▶ Tasks to perform
a) For each statement below, say yes or no to whether it agrees with the Veeam configuration description, and quote the deciding words. (i) The Endpoint repository sits on a NAS using CIFS in the Production Network. (ii) Global network traffic rules are configured on the VBR server. (iii) VEB keeps backups for 7 days.
b) Print the Veeam configuration description starting at "- with 4 Network-Ports, configured" and ending at "the Production Network.".

▶ Extracted text
◇ ◇ ◇ ◇ ◇ ◇ ◇

In Case # 01999304 I was confronted with a problem having a configuration of Veeam Backup & Recovery (VBR) and Veeam Endpoint Backup (VEB).
Here is some of my VBR/VEB-configuration:
- Production Network
- Backup Network
-- Jumbo Packets
Physical VBR server with
- 4 Network-Ports, configured as 2 Teams:
-- 1 Team in Production Network
-- 1 Team in Backup Network
- Windows Network Priority set to
-- 1. Production Network
-- 2. Backup Network
- VBR 188.8.131.521
-- no Global network Traffic Rules
-- Preferred Networks set to Backup Network (Fallback to Production Network occurs automatically)
-- Endpoint Repository on NAS with CIFS in Production Network
--- Agent Permissions: single Agent-User
--- (Other Repositories on Backup Network)
- with 4 Network-Ports, configured as 2 Teams
-- 1 Team is in Production Network
-- 1 Team is in Backup Network
- configured as
-- CIFS Repository for connections from production Backup Network
-- (Linux Repository for connections from Backup Network)
- 1 Network-Port in Production Network
- VEB 184.108.40.2066, with the following configuration
-- Volume Level Backup
-- Agent User
-- 1 Day retention
So basically I have a rather simple VBR configuration with two networks. The traffic from the VBR initiated backups goes over the Backup Network.
And on the client side I have workstations with one network port, which should be backed up using VEB using the Production Network.

◇ ◇ ◇ ◇ ◇ ◇ ◇

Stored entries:

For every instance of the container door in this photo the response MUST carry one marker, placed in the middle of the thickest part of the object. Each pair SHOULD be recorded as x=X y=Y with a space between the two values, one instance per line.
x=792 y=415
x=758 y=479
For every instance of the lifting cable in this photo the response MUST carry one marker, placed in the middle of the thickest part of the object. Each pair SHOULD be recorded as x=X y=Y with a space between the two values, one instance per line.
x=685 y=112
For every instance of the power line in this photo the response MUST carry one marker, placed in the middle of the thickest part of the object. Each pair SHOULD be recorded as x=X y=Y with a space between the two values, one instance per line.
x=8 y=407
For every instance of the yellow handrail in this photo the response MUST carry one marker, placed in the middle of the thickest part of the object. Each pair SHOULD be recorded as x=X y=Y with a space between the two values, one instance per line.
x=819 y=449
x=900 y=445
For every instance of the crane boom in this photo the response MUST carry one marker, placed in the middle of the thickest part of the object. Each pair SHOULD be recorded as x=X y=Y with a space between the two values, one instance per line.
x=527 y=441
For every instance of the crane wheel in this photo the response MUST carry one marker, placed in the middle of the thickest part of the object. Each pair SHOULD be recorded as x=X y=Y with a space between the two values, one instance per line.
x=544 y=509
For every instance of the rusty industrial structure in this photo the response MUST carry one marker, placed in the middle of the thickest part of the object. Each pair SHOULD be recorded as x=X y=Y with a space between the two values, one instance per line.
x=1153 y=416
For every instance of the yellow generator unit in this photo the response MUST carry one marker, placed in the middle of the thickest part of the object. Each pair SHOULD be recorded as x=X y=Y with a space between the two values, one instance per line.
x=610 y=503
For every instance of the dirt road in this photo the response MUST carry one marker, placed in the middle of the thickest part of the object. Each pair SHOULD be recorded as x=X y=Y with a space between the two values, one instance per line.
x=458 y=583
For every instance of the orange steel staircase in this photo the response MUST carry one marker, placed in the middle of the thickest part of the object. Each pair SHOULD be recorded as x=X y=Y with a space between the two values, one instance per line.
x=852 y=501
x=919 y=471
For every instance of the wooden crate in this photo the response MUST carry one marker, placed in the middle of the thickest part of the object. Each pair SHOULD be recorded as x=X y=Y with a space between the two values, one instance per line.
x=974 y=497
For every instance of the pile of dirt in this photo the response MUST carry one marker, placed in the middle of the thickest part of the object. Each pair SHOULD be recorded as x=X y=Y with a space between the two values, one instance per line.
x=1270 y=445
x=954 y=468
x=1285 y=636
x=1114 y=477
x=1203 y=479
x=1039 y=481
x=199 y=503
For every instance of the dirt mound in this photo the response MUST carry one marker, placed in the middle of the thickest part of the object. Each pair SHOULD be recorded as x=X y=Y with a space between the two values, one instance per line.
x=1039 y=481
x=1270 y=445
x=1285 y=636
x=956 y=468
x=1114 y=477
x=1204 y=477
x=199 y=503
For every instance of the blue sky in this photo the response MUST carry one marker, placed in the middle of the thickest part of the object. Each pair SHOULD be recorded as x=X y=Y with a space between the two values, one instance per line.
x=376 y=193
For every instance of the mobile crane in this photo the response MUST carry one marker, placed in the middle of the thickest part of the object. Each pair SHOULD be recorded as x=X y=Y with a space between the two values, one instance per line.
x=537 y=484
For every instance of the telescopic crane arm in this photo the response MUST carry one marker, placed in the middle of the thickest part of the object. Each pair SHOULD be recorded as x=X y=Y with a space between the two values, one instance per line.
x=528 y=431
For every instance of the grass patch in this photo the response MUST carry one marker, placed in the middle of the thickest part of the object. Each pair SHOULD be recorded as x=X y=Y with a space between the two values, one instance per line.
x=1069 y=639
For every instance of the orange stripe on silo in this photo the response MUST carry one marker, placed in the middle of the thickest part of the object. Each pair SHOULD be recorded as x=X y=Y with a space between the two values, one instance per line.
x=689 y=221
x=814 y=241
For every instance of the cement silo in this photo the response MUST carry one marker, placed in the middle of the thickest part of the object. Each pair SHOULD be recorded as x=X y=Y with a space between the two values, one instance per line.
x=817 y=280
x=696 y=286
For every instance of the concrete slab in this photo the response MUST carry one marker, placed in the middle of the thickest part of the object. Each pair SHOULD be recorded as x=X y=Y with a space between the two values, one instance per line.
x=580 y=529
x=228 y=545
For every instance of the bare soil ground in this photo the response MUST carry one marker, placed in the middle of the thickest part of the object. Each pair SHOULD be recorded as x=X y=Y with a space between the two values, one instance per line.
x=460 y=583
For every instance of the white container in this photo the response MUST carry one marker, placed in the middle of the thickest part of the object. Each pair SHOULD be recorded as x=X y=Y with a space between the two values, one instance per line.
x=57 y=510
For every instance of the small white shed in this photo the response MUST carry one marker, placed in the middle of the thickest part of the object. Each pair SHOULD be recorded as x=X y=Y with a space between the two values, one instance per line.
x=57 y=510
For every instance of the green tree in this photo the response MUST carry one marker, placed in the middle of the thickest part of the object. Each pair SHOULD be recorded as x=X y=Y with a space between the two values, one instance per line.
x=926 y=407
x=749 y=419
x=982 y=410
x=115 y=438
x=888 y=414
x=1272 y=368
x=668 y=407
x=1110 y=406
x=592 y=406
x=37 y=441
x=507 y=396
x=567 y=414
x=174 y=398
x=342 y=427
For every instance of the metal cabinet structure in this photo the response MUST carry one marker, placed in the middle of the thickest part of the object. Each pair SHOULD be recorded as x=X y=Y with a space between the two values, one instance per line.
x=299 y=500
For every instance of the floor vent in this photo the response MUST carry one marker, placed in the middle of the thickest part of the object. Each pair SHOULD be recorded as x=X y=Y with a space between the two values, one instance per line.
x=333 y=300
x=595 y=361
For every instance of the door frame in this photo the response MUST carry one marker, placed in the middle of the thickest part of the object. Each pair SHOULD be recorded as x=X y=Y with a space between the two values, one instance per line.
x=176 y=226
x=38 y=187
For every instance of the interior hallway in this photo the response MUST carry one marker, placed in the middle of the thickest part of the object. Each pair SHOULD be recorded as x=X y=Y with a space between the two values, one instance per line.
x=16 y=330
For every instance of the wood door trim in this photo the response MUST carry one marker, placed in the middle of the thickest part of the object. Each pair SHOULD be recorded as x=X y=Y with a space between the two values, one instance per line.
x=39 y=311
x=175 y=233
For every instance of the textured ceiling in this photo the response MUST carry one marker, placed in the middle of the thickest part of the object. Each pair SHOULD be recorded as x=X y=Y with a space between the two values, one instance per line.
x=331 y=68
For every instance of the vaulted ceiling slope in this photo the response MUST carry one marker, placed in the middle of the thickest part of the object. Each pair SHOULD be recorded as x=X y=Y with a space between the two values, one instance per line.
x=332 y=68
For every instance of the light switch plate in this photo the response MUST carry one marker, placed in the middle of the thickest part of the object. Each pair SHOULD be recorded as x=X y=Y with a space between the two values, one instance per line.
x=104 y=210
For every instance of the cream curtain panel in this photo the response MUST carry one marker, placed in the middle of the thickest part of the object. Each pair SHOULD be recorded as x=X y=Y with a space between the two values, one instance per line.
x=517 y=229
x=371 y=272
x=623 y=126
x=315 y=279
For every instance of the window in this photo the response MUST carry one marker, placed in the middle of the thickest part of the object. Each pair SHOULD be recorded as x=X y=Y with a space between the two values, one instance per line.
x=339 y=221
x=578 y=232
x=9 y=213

◇ ◇ ◇ ◇ ◇ ◇ ◇

▶ Answers for the tasks
a)
(i) Yes: "Endpoint Repository on NAS with CIFS in Production Network"
(ii) No: "no Global network Traffic Rules"
(iii) No: "1 Day retention"

b)
- with 4 Network-Ports, configured as 2 Teams
-- 1 Team is in Production Network
-- 1 Team is in Backup Network
- configured as
-- CIFS Repository for connections from production Backup Network
-- (Linux Repository for connections from Backup Network)
- 1 Network-Port in Production Network
- VEB 184.108.40.2066, with the following configuration
-- Volume Level Backup
-- Agent User
-- 1 Day retention
So basically I have a rather simple VBR configuration with two networks. The traffic from the VBR initiated backups goes over the Backup Network.
And on the client side I have workstations with one network port, which should be backed up using VEB using the Production Network.